== Matériel fourni

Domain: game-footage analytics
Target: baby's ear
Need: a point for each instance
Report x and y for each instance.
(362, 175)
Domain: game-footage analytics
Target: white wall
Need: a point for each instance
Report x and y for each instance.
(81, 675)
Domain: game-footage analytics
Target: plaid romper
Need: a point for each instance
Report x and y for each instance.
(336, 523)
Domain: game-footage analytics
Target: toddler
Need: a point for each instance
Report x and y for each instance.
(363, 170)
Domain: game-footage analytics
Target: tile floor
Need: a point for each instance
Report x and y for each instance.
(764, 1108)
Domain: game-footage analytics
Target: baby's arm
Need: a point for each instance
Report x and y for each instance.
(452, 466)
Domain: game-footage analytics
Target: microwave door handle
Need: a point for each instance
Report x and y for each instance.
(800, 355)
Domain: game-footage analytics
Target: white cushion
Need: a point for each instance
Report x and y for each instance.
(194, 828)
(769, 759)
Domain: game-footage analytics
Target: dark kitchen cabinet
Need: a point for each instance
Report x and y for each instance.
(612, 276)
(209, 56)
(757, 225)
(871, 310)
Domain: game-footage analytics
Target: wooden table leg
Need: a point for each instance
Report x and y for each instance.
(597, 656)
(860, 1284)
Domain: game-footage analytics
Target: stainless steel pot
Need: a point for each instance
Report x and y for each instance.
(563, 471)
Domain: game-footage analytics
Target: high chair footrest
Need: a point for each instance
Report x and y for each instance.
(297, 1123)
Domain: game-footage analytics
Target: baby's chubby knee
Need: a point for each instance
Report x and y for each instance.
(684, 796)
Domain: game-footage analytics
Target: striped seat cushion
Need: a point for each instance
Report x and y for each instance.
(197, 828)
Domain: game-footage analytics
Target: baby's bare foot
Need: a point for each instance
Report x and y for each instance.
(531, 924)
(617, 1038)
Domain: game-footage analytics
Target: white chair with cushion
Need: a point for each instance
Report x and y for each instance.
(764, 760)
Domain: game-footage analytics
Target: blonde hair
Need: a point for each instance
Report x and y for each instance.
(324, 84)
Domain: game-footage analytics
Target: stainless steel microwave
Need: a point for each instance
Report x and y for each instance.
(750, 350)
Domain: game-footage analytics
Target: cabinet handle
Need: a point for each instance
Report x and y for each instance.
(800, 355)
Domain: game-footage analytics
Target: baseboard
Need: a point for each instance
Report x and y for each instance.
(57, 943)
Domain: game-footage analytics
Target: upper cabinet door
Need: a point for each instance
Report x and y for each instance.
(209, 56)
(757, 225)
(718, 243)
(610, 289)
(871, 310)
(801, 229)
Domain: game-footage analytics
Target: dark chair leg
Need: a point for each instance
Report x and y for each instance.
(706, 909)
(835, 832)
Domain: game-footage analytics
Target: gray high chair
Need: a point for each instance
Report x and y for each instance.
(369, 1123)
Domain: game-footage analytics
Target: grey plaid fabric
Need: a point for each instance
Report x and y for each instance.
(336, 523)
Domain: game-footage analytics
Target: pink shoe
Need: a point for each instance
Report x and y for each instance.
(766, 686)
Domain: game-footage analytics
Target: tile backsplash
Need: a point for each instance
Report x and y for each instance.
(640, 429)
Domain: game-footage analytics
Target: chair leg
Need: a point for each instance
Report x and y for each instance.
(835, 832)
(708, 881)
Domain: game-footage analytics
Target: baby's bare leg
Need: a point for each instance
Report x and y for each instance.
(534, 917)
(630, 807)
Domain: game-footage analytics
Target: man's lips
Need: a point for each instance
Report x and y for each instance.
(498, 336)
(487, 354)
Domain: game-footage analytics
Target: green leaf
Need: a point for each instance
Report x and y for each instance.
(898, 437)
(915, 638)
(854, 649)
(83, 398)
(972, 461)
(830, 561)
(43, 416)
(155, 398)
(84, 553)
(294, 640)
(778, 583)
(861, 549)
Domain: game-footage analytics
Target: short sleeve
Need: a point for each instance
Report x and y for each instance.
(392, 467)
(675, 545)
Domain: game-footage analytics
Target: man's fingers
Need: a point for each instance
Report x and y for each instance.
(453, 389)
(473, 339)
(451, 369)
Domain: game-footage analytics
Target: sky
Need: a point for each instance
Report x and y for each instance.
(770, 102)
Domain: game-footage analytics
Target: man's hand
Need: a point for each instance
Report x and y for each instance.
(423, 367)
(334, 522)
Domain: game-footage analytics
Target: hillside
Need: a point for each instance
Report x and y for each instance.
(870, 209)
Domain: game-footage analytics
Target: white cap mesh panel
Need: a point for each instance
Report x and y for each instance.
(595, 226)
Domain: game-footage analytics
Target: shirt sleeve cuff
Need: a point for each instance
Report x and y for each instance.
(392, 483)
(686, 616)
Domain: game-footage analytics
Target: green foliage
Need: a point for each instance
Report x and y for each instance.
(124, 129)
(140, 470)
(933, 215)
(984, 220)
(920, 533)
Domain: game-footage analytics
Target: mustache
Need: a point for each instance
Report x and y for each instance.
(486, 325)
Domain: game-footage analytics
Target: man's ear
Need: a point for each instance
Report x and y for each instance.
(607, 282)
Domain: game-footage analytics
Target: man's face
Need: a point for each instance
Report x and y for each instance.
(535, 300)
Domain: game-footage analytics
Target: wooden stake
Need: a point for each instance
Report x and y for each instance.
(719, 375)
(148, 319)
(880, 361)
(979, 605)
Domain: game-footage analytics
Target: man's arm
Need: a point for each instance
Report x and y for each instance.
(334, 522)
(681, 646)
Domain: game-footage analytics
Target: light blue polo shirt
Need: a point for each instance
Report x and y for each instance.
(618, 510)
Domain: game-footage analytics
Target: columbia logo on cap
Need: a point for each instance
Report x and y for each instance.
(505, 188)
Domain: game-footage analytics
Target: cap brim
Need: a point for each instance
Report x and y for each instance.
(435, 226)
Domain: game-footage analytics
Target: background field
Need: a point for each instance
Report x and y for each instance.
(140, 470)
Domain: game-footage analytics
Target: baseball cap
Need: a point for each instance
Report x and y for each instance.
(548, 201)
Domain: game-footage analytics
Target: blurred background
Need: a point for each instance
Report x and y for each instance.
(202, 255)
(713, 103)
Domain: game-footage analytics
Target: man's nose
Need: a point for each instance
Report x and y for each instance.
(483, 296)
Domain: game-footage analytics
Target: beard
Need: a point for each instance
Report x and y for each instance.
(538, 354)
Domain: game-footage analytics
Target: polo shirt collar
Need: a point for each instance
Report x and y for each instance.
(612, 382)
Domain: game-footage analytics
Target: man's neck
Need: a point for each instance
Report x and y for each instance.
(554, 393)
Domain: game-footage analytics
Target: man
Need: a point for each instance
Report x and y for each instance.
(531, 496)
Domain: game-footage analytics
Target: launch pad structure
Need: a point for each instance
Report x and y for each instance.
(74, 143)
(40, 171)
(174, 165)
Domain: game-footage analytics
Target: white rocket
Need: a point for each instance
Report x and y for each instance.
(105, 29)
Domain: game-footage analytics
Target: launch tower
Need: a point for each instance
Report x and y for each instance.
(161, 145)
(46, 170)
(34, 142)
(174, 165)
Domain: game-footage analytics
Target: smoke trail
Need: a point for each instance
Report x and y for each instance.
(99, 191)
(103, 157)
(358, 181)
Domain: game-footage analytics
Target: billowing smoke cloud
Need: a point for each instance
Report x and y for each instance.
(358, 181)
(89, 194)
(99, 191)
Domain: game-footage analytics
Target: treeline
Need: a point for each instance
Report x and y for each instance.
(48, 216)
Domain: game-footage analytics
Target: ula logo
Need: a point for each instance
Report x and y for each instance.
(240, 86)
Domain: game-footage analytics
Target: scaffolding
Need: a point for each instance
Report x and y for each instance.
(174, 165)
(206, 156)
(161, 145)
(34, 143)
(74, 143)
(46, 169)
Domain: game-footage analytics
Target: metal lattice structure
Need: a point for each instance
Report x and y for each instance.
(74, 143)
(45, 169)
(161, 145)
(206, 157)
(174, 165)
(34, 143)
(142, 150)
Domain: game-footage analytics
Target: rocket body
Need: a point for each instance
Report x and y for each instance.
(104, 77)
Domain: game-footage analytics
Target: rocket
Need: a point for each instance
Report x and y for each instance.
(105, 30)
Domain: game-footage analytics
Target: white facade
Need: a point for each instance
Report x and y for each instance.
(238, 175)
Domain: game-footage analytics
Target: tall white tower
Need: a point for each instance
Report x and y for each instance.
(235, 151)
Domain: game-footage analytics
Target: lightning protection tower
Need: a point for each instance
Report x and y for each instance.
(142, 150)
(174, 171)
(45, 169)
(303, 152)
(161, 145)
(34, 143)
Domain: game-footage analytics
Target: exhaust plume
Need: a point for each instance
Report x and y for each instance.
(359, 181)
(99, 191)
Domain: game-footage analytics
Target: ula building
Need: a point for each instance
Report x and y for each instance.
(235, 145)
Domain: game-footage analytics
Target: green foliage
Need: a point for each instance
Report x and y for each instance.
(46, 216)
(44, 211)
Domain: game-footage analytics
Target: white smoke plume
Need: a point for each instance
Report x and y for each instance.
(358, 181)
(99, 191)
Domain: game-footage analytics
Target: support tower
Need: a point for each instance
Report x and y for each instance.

====

## La consigne
Affichez toutes les lignes du matériel ci-dessus qui contiennent la chaîne « stainless ». La casse doit être respectée.

## Corrigé
Target: stainless steel pot
Target: stainless steel microwave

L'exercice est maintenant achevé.